■ **Page excerpt**
-- START --

So if I were James Bond, This is How I Would Roll

Being in an action movie must be hard. I mean your ears have to be shot after what, like five explosions?

Somewhere in the world there is a foundation set up for heroes who have lost their hearing in the line of duty. A bunch of loose cannons set to go off at any sudden sound, or lack thereof.

What kind of future do these people have? One full of waiting on a disability check that will never come? Does not sound like the life I want my James Bond to live.

I was recently plunged into a nerd galaxy far, far away when I somehow reasoned it to be a good idea to hook up all my old school nintendos back in my room by my desk. Now why this was a good idea, I will never fully realize. When I informed my girlfriend I had done this, she simply shook her head and walked away.

I have not heard from her in three days. I am starting to worry. If you have seen her please call 911.

I digress.

So I am sitting back there playing Goldeneye on my Nintendo 64 and as I quickly frag my way through the weak line of enemies before me, I realize I am doing something I don't normally see a hero do during an intense firefight. I am picking up the enemies guns behind me. That's blasphemy you say! Look, allow me to explain.

-- END --

(Entries pointing to named objects)
-- START --

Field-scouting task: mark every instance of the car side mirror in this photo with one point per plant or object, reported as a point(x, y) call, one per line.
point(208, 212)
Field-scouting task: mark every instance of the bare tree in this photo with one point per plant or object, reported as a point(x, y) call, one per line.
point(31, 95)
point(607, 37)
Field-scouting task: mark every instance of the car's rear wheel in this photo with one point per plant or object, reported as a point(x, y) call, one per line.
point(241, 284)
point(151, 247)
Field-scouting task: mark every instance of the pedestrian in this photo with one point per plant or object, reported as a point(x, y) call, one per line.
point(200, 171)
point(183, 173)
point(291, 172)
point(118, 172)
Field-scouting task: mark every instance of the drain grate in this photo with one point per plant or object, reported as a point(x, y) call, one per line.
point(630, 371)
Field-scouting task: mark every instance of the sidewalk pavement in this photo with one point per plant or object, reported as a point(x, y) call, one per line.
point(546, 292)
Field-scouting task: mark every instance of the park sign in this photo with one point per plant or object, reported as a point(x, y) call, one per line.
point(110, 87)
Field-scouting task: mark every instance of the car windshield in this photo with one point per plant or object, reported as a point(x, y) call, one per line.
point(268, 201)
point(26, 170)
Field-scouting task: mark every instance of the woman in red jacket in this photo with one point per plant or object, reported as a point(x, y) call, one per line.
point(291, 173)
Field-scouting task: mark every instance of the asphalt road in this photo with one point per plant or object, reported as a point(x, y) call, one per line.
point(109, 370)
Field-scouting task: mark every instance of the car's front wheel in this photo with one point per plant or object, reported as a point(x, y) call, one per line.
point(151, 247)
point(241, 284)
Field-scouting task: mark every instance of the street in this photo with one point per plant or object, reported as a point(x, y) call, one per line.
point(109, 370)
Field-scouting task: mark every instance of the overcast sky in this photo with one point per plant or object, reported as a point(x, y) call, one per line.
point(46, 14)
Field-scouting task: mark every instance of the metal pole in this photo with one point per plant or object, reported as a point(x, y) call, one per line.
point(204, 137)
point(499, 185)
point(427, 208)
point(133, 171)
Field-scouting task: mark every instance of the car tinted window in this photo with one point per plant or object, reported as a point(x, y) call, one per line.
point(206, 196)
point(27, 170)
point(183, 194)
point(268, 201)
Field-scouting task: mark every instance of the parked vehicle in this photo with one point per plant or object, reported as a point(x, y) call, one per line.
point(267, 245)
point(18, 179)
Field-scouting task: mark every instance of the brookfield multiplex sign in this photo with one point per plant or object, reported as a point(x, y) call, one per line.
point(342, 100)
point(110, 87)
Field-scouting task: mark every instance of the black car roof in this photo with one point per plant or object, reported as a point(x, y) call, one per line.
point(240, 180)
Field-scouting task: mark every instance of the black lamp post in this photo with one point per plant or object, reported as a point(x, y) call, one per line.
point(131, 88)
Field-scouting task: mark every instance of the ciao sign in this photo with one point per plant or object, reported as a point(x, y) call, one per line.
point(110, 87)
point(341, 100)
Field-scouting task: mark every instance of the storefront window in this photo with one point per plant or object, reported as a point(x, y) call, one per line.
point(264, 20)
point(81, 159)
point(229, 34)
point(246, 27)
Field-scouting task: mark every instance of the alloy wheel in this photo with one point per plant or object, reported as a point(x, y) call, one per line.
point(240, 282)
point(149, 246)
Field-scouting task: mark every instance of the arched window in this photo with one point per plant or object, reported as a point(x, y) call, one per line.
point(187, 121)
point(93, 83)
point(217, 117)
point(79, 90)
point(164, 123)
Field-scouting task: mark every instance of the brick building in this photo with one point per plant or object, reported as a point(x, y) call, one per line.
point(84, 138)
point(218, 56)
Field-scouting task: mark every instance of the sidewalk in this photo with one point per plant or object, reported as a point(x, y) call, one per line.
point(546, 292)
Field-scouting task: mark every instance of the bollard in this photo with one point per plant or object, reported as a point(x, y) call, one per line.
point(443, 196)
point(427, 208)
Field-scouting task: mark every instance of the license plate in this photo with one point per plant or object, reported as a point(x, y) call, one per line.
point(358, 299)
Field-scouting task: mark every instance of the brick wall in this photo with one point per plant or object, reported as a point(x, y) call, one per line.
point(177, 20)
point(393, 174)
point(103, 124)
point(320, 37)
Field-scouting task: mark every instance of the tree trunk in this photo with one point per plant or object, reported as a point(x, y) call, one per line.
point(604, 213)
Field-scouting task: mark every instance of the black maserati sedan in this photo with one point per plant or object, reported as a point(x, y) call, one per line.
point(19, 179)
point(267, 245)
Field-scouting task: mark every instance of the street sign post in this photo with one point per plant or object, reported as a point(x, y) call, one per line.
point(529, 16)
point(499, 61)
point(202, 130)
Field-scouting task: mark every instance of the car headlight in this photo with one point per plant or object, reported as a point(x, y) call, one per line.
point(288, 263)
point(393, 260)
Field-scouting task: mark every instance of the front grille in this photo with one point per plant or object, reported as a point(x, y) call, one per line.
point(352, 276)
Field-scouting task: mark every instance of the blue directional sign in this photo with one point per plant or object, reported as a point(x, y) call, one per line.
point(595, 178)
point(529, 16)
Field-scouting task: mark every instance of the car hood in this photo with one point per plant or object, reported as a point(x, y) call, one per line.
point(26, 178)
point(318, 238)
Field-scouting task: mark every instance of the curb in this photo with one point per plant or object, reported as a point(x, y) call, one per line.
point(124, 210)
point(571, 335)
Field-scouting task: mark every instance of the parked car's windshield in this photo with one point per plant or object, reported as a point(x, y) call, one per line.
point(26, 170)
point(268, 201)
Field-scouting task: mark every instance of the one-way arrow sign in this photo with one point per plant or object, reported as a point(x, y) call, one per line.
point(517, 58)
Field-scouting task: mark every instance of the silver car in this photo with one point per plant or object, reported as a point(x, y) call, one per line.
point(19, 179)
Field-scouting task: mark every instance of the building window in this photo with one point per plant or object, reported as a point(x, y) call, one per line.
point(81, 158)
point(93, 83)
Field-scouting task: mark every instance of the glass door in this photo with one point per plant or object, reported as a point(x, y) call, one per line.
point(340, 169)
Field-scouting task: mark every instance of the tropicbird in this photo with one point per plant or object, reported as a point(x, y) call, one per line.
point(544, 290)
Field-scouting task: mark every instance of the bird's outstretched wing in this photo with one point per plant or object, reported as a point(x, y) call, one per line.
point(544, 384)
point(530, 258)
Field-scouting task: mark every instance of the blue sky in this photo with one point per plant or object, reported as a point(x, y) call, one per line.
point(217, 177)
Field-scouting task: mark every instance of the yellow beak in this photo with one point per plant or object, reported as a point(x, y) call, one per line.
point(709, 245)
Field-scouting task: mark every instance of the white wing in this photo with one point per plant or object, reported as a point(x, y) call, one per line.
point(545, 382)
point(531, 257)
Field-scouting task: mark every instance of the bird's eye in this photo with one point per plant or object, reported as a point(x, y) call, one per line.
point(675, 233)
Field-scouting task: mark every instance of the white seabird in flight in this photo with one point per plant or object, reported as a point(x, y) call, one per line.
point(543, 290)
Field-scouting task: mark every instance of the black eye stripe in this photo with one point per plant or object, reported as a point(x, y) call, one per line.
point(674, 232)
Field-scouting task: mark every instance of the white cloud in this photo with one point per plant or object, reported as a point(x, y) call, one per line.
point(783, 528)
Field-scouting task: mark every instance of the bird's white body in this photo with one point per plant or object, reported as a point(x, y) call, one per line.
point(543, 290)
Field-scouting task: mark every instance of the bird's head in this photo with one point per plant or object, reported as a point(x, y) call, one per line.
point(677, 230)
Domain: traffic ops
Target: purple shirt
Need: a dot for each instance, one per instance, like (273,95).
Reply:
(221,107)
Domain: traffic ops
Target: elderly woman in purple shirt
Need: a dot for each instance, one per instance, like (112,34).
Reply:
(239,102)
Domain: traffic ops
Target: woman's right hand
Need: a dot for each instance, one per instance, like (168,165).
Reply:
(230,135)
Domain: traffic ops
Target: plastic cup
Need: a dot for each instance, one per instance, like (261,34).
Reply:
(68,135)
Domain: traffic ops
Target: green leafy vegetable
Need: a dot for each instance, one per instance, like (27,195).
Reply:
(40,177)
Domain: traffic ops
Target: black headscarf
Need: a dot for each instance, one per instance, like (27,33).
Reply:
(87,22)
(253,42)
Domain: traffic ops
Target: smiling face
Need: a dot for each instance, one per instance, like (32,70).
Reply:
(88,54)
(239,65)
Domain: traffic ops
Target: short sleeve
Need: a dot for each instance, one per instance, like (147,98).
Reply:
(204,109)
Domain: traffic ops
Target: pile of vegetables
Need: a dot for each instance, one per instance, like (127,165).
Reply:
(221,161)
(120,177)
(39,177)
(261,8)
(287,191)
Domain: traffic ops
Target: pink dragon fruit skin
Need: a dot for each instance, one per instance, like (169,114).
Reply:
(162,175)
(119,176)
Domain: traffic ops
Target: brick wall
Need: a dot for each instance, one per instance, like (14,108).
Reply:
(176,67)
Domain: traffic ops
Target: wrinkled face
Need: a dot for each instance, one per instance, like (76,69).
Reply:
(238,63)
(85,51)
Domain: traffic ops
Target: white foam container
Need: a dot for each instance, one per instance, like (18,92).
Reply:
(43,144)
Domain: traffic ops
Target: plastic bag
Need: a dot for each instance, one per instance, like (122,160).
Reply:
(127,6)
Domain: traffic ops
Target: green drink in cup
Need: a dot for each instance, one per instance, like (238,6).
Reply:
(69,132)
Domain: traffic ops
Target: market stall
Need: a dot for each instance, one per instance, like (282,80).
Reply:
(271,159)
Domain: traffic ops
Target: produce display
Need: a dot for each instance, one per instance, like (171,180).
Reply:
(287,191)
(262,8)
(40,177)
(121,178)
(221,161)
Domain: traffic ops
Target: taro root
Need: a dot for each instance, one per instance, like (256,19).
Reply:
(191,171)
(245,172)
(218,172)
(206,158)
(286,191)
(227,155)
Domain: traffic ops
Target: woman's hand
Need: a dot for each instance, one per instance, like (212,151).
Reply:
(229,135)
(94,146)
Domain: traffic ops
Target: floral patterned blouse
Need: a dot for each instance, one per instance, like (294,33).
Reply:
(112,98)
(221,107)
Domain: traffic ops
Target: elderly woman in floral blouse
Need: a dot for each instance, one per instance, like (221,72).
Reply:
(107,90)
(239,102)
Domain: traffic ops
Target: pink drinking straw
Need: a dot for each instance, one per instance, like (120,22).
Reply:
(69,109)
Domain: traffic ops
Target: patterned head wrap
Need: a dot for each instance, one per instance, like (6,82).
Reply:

-- END --

■ **Set tasks**
• 1. In the James Bond post, what game is the writer playing on the Nintendo 64?
• 2. Pick up the James Bond post right after "Look, allow me to explain." and keep writing it in the same voice.
The rows were taken from a separate source and have no connection to the James Bond post.

■ **Answers to the tasks**
• 1. Goldeneye

• 2.
What is the point of leaving like 30 odd guns lying around in the path behind me for my enemies to just pick up and use against me.

"Come on Bob, I think he went this way!"

"Steve, Steve, hold on...he left these guns back here. Maybe we should pick them up? I mean we can just put these pistols in our...."

"Bob, you boob! Don't you remember anything from your "Bad Guying 101" class? I mean come on Bob, noob mistake sir, absolute noob mistake."

All the other bad guys proceed to laugh at Bob because he is an idiot. Psh, picking up weapons. Who does he think he is?

But seriously, why do they, or the guy being chased, not just walk around with a full arsenal? Just start sticking stuff in your pants, shirt and anywhere else it will fit. That's what she said. No time for jokes we are being chased!

I also wonder where these folks learn to shoot. I mean Bond, John McClane and even Tom Cruise are like popping off shots left and right. Boom over there and bang on top of there. The baddies run up, always out in the open and completely away from cover, and they look like me shooting a machine gun. Trained soldiers holding onto machine guns while convulsing violently in back breaking positions as they spray bullets blindly into the sky.

"Hey man I 'dun' got a gun. I 'gone' shoot it at dat der guy huhu." (The "huhu" is my best attempt at a stupid laugh. Let your mind do with it as you would like.)

A random round of bullets then proceeds to hit every single spot around Bond. Making a stencil outline of him along the wall. That he merely laughs at and kills another baddie.

Oh, you know what else steams me up? James always escapes. What the hell? Does he have like a deal with the Devil? I wish, for just one movie, James would get blown away. I mean I'm talking he runs out into a courtyard, thinks he is going to evade his captors once again and then just gets riddled with bullets. I mean so bad they cannot even identify his body afterward. Yes, a horrible situation I know, but hey, it's my movie fantasy.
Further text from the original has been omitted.